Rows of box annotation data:

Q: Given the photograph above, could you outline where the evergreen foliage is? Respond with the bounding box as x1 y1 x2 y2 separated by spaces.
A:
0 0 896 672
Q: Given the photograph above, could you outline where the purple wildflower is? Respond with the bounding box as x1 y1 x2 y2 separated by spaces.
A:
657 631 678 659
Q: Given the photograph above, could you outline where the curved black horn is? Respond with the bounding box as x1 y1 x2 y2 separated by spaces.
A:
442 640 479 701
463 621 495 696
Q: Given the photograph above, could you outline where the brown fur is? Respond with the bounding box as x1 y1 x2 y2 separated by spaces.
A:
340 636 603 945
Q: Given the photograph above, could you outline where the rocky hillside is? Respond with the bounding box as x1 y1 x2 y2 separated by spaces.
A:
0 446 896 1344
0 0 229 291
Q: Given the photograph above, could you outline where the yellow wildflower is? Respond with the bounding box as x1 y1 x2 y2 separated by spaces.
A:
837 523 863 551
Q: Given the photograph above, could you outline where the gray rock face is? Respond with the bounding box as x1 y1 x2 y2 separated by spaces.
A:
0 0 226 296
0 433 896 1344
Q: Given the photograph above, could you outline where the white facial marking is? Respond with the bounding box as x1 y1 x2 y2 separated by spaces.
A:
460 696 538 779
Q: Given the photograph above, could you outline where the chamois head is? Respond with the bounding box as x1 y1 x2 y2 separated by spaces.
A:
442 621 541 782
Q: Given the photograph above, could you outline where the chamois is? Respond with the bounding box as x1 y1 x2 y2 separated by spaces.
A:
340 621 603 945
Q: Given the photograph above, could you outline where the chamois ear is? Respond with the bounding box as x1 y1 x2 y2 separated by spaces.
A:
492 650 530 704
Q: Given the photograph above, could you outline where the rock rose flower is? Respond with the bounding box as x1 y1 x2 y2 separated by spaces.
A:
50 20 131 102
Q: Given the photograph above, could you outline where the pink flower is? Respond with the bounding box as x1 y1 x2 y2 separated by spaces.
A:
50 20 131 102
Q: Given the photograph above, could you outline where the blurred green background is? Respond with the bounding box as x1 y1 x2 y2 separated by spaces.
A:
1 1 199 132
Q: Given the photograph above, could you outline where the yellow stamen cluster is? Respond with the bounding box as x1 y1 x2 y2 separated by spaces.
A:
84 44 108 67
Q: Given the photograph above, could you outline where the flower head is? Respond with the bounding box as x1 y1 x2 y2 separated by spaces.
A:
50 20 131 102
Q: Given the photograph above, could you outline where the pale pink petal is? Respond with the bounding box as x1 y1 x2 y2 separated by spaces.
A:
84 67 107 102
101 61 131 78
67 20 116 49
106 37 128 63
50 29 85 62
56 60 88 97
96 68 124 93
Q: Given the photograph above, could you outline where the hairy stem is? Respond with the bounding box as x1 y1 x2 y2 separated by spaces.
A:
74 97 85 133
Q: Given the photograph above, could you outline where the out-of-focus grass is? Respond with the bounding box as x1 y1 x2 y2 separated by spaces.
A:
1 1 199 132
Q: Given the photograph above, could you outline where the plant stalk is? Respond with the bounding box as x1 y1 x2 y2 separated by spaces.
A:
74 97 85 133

Your task:
How many lines of the records contain the string "pink"? Case matters; give only the number.

Answer to this exercise:
2